[PROVIDED INFORMATION — start]
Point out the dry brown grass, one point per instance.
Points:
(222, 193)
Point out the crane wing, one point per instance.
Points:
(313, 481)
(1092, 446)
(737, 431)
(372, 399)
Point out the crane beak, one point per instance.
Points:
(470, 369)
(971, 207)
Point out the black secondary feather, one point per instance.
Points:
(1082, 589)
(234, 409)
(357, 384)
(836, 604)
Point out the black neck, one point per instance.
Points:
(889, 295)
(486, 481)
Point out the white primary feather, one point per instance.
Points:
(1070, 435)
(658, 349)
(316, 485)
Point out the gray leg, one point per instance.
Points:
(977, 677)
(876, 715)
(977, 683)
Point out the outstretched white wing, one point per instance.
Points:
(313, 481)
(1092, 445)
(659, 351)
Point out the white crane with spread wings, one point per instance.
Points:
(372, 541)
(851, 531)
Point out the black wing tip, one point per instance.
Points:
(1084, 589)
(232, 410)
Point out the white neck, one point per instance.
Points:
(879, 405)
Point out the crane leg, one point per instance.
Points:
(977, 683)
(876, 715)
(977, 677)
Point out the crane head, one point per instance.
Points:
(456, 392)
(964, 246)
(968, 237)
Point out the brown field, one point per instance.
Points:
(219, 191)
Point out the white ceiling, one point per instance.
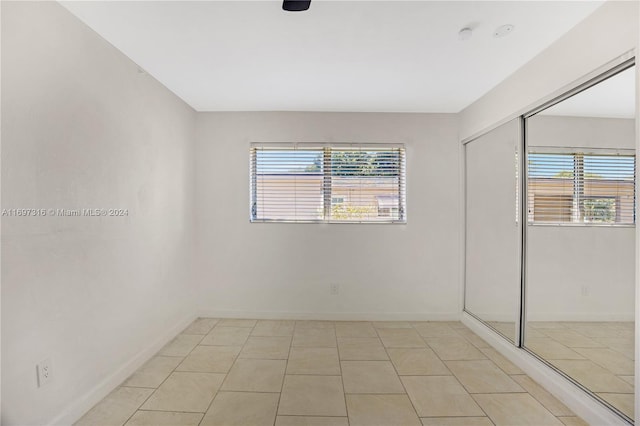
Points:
(612, 98)
(337, 56)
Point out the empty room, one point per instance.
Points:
(322, 213)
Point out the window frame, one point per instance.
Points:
(327, 189)
(582, 152)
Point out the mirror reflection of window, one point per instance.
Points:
(581, 238)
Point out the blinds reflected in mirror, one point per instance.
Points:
(581, 188)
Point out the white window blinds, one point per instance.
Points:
(327, 183)
(581, 188)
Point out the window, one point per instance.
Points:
(350, 183)
(583, 188)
[PROVIDED INFORMATION — finish]
_PROBLEM STATEMENT_
Copy exactly the lines from the one containing "Point out the white ceiling, one" through the final line of the records above, both included, and leave out any pictures.

_THE COMPLETED TASK_
Point out the white ceiling, one point per instance.
Points:
(612, 98)
(337, 56)
Point out the empty room, one point per instance.
Points:
(322, 213)
Point out the window frame, one point per instance.
Points:
(327, 189)
(582, 152)
Point out the mirror reflection of window, one point per instance.
Points:
(581, 238)
Point out the blinds reflected in mirror, one point per instance.
Points:
(581, 188)
Point out the white window blinds, one point per instance.
Points:
(327, 183)
(581, 188)
Point out the window, one point per instance.
Points:
(350, 183)
(583, 188)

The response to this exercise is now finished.